● Records:

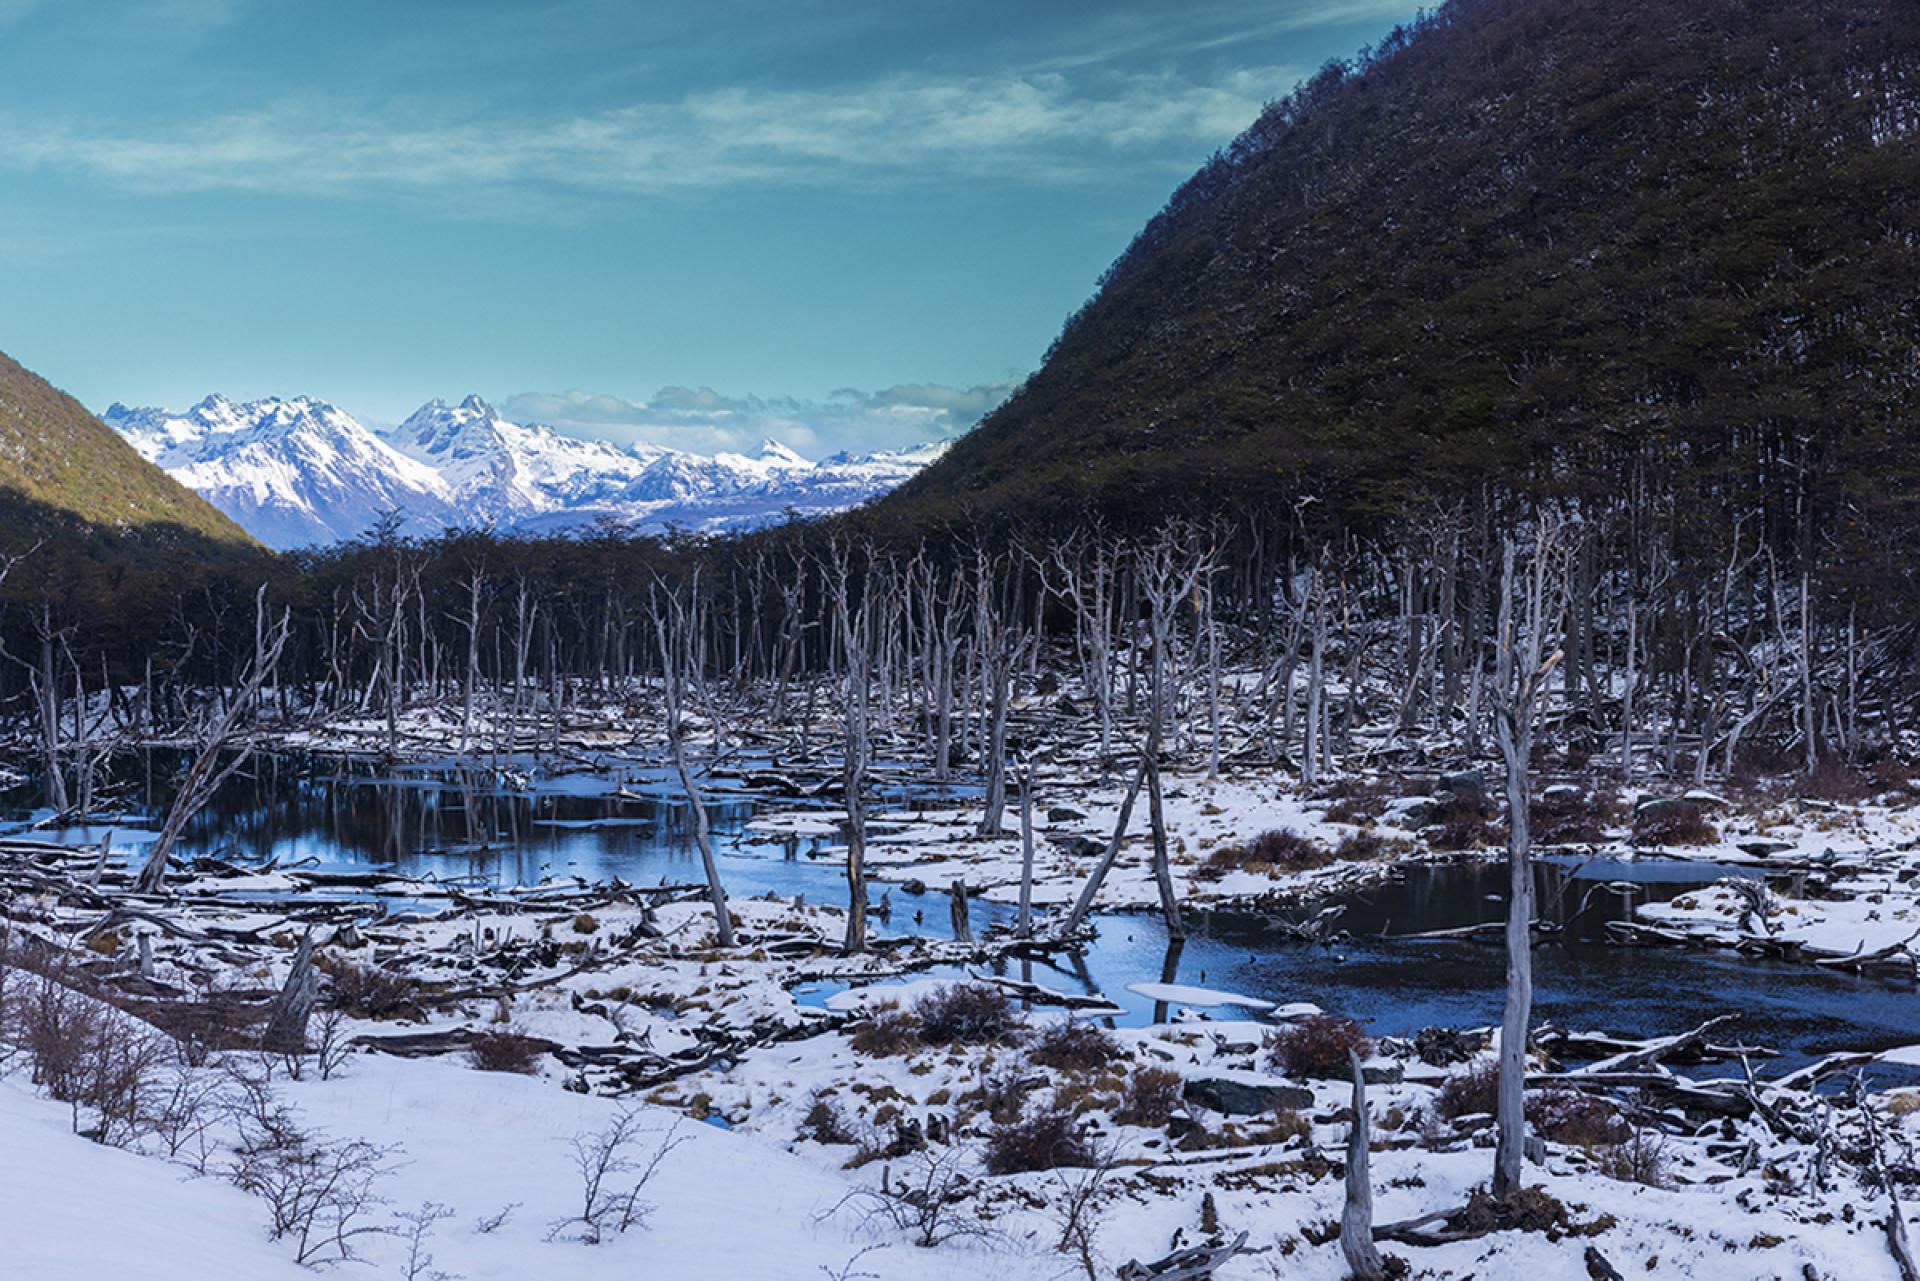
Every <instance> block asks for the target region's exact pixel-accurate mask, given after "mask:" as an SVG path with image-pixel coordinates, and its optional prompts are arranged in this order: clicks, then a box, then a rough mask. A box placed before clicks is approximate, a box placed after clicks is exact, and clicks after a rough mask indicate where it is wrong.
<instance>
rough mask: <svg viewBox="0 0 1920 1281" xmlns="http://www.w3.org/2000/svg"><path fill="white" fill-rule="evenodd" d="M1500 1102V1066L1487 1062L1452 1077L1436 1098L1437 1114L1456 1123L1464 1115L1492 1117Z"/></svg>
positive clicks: (1478, 1064) (1442, 1085)
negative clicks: (1492, 1114)
mask: <svg viewBox="0 0 1920 1281" xmlns="http://www.w3.org/2000/svg"><path fill="white" fill-rule="evenodd" d="M1498 1102H1500V1064H1494V1062H1484V1064H1475V1066H1473V1068H1467V1070H1465V1072H1455V1074H1453V1076H1450V1077H1448V1079H1446V1083H1444V1085H1442V1087H1440V1095H1438V1099H1434V1112H1438V1114H1440V1116H1444V1118H1446V1120H1450V1122H1453V1120H1459V1118H1463V1116H1482V1114H1486V1116H1490V1114H1492V1112H1494V1108H1496V1106H1498Z"/></svg>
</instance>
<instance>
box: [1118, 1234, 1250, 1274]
mask: <svg viewBox="0 0 1920 1281" xmlns="http://www.w3.org/2000/svg"><path fill="white" fill-rule="evenodd" d="M1244 1248H1246V1233H1240V1235H1238V1237H1235V1239H1233V1241H1229V1243H1227V1245H1219V1246H1204V1245H1196V1246H1188V1248H1185V1250H1175V1252H1173V1254H1167V1256H1165V1258H1164V1260H1158V1262H1154V1264H1142V1262H1139V1260H1127V1262H1125V1264H1121V1268H1119V1271H1117V1273H1114V1275H1117V1277H1119V1281H1204V1279H1206V1277H1212V1275H1213V1271H1215V1269H1217V1268H1219V1266H1221V1264H1225V1262H1227V1260H1229V1258H1233V1256H1235V1254H1238V1252H1240V1250H1244Z"/></svg>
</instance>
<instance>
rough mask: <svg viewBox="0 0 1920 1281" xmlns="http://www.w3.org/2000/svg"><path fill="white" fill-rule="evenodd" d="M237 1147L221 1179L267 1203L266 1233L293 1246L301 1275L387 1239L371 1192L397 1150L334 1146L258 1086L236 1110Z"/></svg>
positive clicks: (337, 1142)
mask: <svg viewBox="0 0 1920 1281" xmlns="http://www.w3.org/2000/svg"><path fill="white" fill-rule="evenodd" d="M236 1120H238V1127H240V1139H238V1143H236V1147H234V1162H232V1166H230V1168H228V1172H227V1177H228V1179H230V1181H232V1183H234V1187H238V1189H242V1191H248V1193H253V1195H255V1196H259V1198H261V1200H265V1202H267V1212H269V1223H267V1233H269V1235H271V1237H273V1239H275V1241H282V1239H284V1241H290V1243H292V1245H294V1262H296V1264H303V1266H307V1268H321V1266H326V1264H346V1262H351V1260H355V1258H359V1256H357V1254H355V1246H357V1243H359V1241H361V1239H363V1237H371V1235H386V1233H388V1227H386V1225H382V1223H376V1221H372V1216H374V1212H376V1210H378V1208H380V1206H384V1204H386V1198H384V1196H380V1195H378V1193H376V1191H374V1189H376V1185H378V1183H380V1179H382V1177H386V1175H388V1173H392V1164H390V1162H392V1158H394V1156H396V1154H397V1150H399V1148H388V1147H378V1145H374V1143H367V1141H365V1139H351V1141H334V1139H328V1137H326V1135H321V1133H313V1131H307V1129H301V1127H300V1122H298V1118H296V1116H294V1114H292V1112H288V1110H286V1108H282V1106H278V1104H275V1102H273V1097H271V1095H269V1093H267V1091H265V1085H259V1087H257V1089H255V1091H253V1093H252V1095H250V1097H248V1104H246V1106H244V1108H240V1110H238V1116H236Z"/></svg>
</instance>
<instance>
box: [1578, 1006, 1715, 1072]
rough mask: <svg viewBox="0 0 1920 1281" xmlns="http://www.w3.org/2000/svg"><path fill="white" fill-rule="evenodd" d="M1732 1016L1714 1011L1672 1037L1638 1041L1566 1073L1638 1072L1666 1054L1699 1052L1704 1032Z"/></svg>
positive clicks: (1704, 1042) (1706, 1048)
mask: <svg viewBox="0 0 1920 1281" xmlns="http://www.w3.org/2000/svg"><path fill="white" fill-rule="evenodd" d="M1732 1020H1734V1016H1732V1014H1716V1016H1715V1018H1709V1020H1707V1022H1705V1024H1701V1026H1699V1027H1693V1029H1692V1031H1682V1033H1680V1035H1672V1037H1655V1039H1653V1041H1645V1043H1642V1045H1640V1047H1638V1049H1630V1051H1622V1052H1620V1054H1613V1056H1611V1058H1601V1060H1599V1062H1596V1064H1588V1066H1586V1068H1580V1070H1576V1072H1569V1074H1567V1076H1574V1077H1578V1076H1615V1074H1630V1072H1640V1070H1644V1068H1651V1066H1655V1064H1661V1062H1665V1060H1668V1058H1693V1056H1699V1054H1701V1052H1703V1051H1705V1049H1707V1033H1709V1031H1713V1029H1715V1027H1718V1026H1720V1024H1728V1022H1732Z"/></svg>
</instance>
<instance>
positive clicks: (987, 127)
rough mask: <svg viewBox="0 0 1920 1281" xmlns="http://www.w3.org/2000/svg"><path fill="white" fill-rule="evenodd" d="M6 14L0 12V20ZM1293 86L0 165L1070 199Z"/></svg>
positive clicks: (1219, 139) (141, 132)
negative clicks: (961, 192)
mask: <svg viewBox="0 0 1920 1281" xmlns="http://www.w3.org/2000/svg"><path fill="white" fill-rule="evenodd" d="M8 2H13V4H17V2H19V0H0V4H8ZM1298 77H1300V69H1290V67H1260V69H1236V71H1225V73H1219V75H1215V77H1212V79H1206V81H1188V79H1181V77H1175V75H1171V73H1156V75H1114V73H1089V75H1073V73H1068V71H1043V73H1031V75H985V77H924V75H897V77H887V79H881V81H874V83H866V85H854V86H847V88H831V90H828V88H806V90H774V88H720V90H708V92H695V94H687V96H684V98H678V100H674V102H643V104H632V106H622V108H614V109H607V111H597V113H588V115H570V117H563V119H551V121H543V123H524V121H503V119H480V117H470V119H440V121H428V123H420V117H419V111H417V109H409V108H386V109H369V108H363V106H351V104H338V102H321V100H303V102H282V104H275V106H269V108H263V109H257V111H238V113H227V115H219V117H209V119H202V121H190V123H180V125H169V127H154V129H102V127H90V125H86V123H77V121H67V123H48V121H40V119H33V117H15V119H10V121H0V163H12V165H25V167H46V169H61V171H81V173H86V175H94V177H96V179H102V181H106V182H113V184H119V186H127V188H136V190H154V192H205V190H267V192H294V194H315V196H353V194H380V192H453V190H468V192H484V190H513V188H547V190H553V188H559V190H570V192H584V194H660V192H674V190H703V188H726V186H735V184H747V182H753V184H791V186H862V184H885V186H899V184H920V182H943V181H968V179H987V177H991V179H998V181H1023V182H1083V181H1094V179H1098V177H1102V175H1104V173H1108V171H1110V167H1112V161H1114V159H1116V157H1129V159H1135V161H1139V159H1146V161H1158V159H1164V161H1165V165H1167V167H1169V169H1171V171H1177V169H1185V167H1190V165H1192V161H1194V152H1196V150H1200V148H1210V146H1217V144H1223V142H1227V140H1229V138H1231V136H1233V134H1236V133H1238V131H1240V129H1244V127H1246V125H1248V123H1252V119H1254V115H1256V113H1258V111H1260V108H1261V104H1263V102H1267V100H1271V98H1275V96H1279V94H1283V92H1284V90H1286V88H1290V86H1292V83H1294V81H1298Z"/></svg>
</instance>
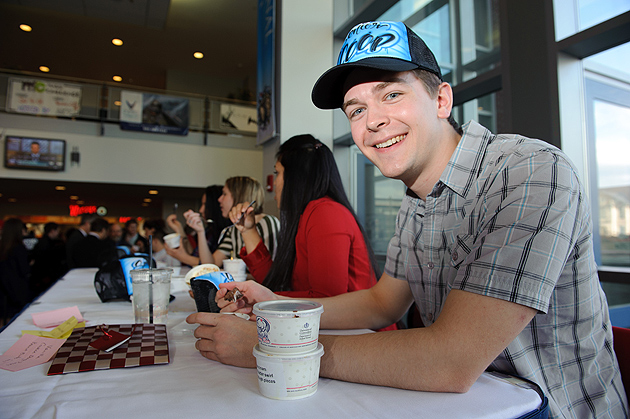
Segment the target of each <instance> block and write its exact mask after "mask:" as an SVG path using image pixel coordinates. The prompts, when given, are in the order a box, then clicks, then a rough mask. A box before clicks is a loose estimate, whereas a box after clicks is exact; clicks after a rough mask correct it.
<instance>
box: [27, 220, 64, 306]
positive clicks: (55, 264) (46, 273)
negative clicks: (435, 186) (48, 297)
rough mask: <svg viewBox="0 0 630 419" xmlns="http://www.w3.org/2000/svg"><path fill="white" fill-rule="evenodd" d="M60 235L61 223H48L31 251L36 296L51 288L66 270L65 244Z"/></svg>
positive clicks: (31, 288) (31, 279)
mask: <svg viewBox="0 0 630 419" xmlns="http://www.w3.org/2000/svg"><path fill="white" fill-rule="evenodd" d="M60 235H61V228H60V227H59V224H57V223H55V222H49V223H46V224H45V225H44V234H43V235H42V237H41V238H40V239H39V241H38V242H37V244H36V245H35V248H34V249H33V251H32V252H31V259H32V264H31V265H32V266H31V291H32V292H33V295H35V296H37V295H39V294H41V293H42V292H44V291H46V290H47V289H48V288H50V286H51V285H53V284H54V283H55V282H56V281H57V280H58V279H59V278H61V277H62V276H63V274H64V273H65V272H66V268H65V266H64V264H63V261H64V256H65V245H64V243H63V241H62V240H61V239H60V238H59V236H60Z"/></svg>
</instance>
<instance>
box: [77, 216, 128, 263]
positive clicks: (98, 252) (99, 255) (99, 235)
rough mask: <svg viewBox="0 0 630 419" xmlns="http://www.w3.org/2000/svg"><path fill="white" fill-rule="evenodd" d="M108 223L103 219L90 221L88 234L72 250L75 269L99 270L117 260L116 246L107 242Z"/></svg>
mask: <svg viewBox="0 0 630 419" xmlns="http://www.w3.org/2000/svg"><path fill="white" fill-rule="evenodd" d="M108 232H109V222H108V221H107V220H105V219H104V218H100V217H98V218H96V219H95V220H94V221H92V224H91V227H90V233H89V234H88V235H87V237H84V238H83V239H81V240H80V241H79V242H78V243H77V244H76V245H75V249H74V265H75V266H76V267H77V268H100V267H101V266H103V265H104V264H105V263H107V262H109V261H111V260H116V259H118V252H117V251H116V246H114V244H113V243H112V242H111V241H110V240H108V238H107V235H108Z"/></svg>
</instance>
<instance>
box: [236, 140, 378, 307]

● Instructions for the task:
Exactly repeat the material from its first line through the line with "positive clicks: (1478, 1064) (1442, 1085)", including both, and leave the pictures and everything else out.

● Answer to this problem:
Every <instance> block asks for the target region's exact pixel-accurate mask, given after "mask:" as an SVG path with image-pixel coordinates, and its optional prompts are arranged in this order: clicks, then a box, then a rough mask. A box placed before clicks is approximate, a box placed after clicks is exact, and clicks after a rough mask indicate where it is wrong.
<instance>
rough mask: <svg viewBox="0 0 1920 1281" xmlns="http://www.w3.org/2000/svg"><path fill="white" fill-rule="evenodd" d="M1500 1102V1066L1487 1062L1452 1077L1436 1098L1437 1114L1456 1123L1464 1115L1492 1117Z"/></svg>
positive clicks: (1478, 1064) (1442, 1085)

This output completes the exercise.